Work required.
Present every line of the items below as a numbered list, omitting blank lines.

◇ ◇ ◇ ◇

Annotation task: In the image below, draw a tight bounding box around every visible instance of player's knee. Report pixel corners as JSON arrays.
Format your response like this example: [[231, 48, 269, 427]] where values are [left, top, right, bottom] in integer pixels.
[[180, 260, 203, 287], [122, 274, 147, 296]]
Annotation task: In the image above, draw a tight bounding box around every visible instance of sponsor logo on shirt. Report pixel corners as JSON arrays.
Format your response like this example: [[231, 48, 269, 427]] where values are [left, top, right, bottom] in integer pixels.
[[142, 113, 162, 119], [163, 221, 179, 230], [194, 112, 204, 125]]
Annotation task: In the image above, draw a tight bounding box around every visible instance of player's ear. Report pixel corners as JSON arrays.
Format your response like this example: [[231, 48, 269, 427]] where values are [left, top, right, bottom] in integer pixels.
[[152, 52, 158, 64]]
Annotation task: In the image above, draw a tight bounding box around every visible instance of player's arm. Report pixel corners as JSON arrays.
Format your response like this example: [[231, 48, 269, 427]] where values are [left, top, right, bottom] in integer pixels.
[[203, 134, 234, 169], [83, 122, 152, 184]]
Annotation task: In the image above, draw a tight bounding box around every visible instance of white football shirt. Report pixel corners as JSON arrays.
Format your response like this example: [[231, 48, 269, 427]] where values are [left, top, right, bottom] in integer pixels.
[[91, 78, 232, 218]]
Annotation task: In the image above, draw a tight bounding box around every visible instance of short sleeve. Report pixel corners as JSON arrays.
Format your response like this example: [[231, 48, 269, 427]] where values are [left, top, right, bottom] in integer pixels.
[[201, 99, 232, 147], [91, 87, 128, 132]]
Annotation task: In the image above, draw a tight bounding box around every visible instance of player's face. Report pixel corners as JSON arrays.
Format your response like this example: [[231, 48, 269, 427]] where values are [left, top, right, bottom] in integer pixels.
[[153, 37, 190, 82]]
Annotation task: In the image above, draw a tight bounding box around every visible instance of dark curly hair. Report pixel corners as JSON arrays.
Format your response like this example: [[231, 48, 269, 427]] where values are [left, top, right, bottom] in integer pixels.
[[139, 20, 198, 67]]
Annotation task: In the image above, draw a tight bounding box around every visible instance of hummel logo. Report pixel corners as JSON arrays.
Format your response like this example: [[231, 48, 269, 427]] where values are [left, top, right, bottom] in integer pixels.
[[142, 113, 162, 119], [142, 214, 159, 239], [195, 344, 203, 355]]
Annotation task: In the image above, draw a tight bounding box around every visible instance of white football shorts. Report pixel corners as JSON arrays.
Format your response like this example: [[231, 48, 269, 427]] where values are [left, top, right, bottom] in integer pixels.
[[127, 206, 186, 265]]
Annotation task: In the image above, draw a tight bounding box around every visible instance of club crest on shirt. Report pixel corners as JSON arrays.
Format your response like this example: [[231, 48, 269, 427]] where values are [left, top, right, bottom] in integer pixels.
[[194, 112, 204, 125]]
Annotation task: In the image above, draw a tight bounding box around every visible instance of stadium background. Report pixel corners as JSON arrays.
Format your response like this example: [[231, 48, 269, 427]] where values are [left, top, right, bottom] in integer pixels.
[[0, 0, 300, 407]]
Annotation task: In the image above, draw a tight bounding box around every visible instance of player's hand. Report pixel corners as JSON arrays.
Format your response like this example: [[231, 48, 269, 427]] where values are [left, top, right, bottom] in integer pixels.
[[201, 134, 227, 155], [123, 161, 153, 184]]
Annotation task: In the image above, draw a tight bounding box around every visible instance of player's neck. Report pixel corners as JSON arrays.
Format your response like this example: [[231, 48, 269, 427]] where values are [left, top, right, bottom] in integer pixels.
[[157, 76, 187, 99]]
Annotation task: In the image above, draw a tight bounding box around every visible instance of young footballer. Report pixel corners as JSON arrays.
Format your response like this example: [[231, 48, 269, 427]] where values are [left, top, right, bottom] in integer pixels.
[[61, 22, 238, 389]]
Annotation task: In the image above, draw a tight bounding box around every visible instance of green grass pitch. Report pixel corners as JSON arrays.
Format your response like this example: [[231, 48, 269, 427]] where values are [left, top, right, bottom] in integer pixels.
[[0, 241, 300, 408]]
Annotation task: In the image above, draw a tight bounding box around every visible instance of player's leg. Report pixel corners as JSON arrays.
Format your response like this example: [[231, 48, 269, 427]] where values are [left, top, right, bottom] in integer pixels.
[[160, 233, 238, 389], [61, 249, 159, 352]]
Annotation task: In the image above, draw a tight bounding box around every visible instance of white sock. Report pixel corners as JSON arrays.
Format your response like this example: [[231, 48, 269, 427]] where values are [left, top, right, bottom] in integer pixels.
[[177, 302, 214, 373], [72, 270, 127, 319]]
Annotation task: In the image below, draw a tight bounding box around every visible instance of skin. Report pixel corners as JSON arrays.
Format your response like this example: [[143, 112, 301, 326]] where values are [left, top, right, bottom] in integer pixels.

◇ ◇ ◇ ◇

Solution for this problem.
1. Annotation task: In the image below, draw a tight bounding box around every visible instance of player's knee. Report pixel corners as JSON arrays.
2. Format your response like this example: [[231, 48, 269, 427]] where values are [left, top, right, bottom] in integer pixels.
3. [[180, 260, 203, 287], [122, 274, 147, 296]]
4. Annotation task: In the image above, draw a tight bounding box around every visible instance of sponsor logo on shirt. Report pixel corners as JSON arrays.
5. Format your response like this example: [[231, 48, 269, 427]] where values are [left, top, right, bottom] in integer pixels.
6. [[142, 113, 162, 119], [163, 221, 179, 230], [194, 112, 204, 125]]
7. Annotation task: In the image above, draw a tight bounding box around every visible instance of player's ear. Report pixel corners as JSON arrays.
8. Format your response like this example: [[231, 48, 269, 427]] where values are [left, top, right, bottom] in integer pixels.
9. [[152, 52, 158, 64]]
10. Annotation task: In the image above, draw a tight bounding box around every visible instance of player's arm. Report pixel corners as JSON arrays.
11. Format your response like this example: [[231, 48, 269, 427]] where values are [left, top, right, bottom] in integer pixels.
12. [[203, 134, 234, 169], [83, 122, 152, 184]]
13. Annotation task: In the image above, draw a tight bounding box around every visible instance of white football shirt. Report pixel corners as JSON arrays.
14. Format your response like this example: [[231, 48, 269, 427]] where values are [left, top, right, bottom] in integer pixels.
15. [[91, 78, 232, 218]]
16. Annotation task: In the image above, draw a tight bounding box around every visible instance of short sleeve. Report pixel corners as JSON arrays.
17. Format your response like this example: [[231, 48, 269, 427]] where values are [left, top, right, bottom] in integer pixels.
18. [[201, 99, 232, 147], [91, 87, 128, 132]]
19. Annotation task: In the image above, draw a tight bounding box around every visible instance of player's face. Report pixel corners as JSON arrays.
20. Format your response like this example: [[231, 48, 269, 427]] where values are [left, top, right, bottom] in integer pixels.
21. [[153, 37, 190, 82]]
22. Annotation task: In the image above, draw a tight bounding box around every visible instance of dark curly hair. Report pixel corners as JSON arrays.
23. Format your response like this example: [[231, 48, 269, 427]] where values are [left, top, right, bottom] in integer pixels.
24. [[139, 20, 198, 67]]
25. Annotation task: In the image above, draw a tight bounding box around every visible instance of hummel logo. Report pixel corners as JSON arrays.
26. Format your response like this example: [[231, 48, 269, 427]] where values are [left, top, right, bottom] in integer pixels.
27. [[142, 113, 162, 119], [142, 214, 159, 239], [195, 344, 203, 355]]
28. Annotation task: In the image above, draw a tight bounding box around every visible instance of white football shorts. Report pixel corners as JSON arrays.
29. Format your response like this example: [[231, 48, 269, 427]] where values are [left, top, right, bottom] in integer pixels.
30. [[127, 206, 186, 265]]
31. Annotation task: In the image above, draw a tight bounding box around every visible instance of club crest on shirt. Report pixel corners as JSON arrays.
32. Format your response like this example: [[231, 48, 269, 427]] where values are [left, top, right, bottom] in integer pixels.
33. [[194, 112, 204, 125]]
34. Annotation task: In the image above, draw a tight bounding box around every visible instance of stadium background. Report pixel corners as JSON arrays.
35. Format your response like this example: [[231, 48, 269, 427]] where values are [left, top, right, bottom] in integer pixels.
36. [[0, 0, 300, 407]]
37. Annotation task: In the image above, draw a tight bounding box around every visible instance of player's hand. Report pixel corners as JSON arrays.
38. Format your response like this example: [[231, 48, 269, 427]] where values are [left, top, right, bottom] in integer pixels.
39. [[201, 134, 227, 155], [123, 161, 153, 184]]
40. Annotation task: In the image above, draw a tight bounding box around every visible instance of player's neck. Report pixel corners as JSON arrays.
41. Format your response like this example: [[231, 48, 269, 427]] where values are [left, top, right, bottom] in integer pixels.
42. [[157, 76, 187, 99]]
43. Annotation task: In the image above, draw a tight bounding box around every visible instance of young footballer. Report pixel corners as JSON arrays.
44. Format your response like this example: [[231, 48, 269, 427]] where values are [left, top, right, bottom] in integer pixels.
45. [[61, 22, 238, 389]]
46. Annotation task: In the image above, draw a tight bounding box around every visible instance of green grass pitch. Report pixel corners as JSON arrays.
47. Format your response like this example: [[231, 48, 269, 427]] where values are [left, top, right, bottom] in integer pixels.
48. [[0, 241, 300, 408]]
49. Annotation task: In the image above, draw a tight bounding box around every visible instance of player's leg. Report pixel corners as JSON arrays.
50. Format your response like this example: [[231, 48, 269, 427]] where values are [left, top, right, bottom] in integer pixels.
51. [[160, 233, 238, 389], [61, 249, 159, 352]]
52. Annotation task: In the image above, draw a tight bounding box around every visible instance of white sock. Report pixel corners as JSON arrays.
53. Format your response like this example: [[231, 48, 269, 427]] where values are [left, top, right, bottom] in integer pixels.
54. [[177, 302, 214, 373], [72, 270, 127, 319]]
55. Annotation task: In the image below, draw a tight bounding box around every visible instance of skin. Report pixel corners as JSON arrays.
56. Format your response like this example: [[143, 112, 301, 326]] where values are [left, top, right, bottom] in integer pixels.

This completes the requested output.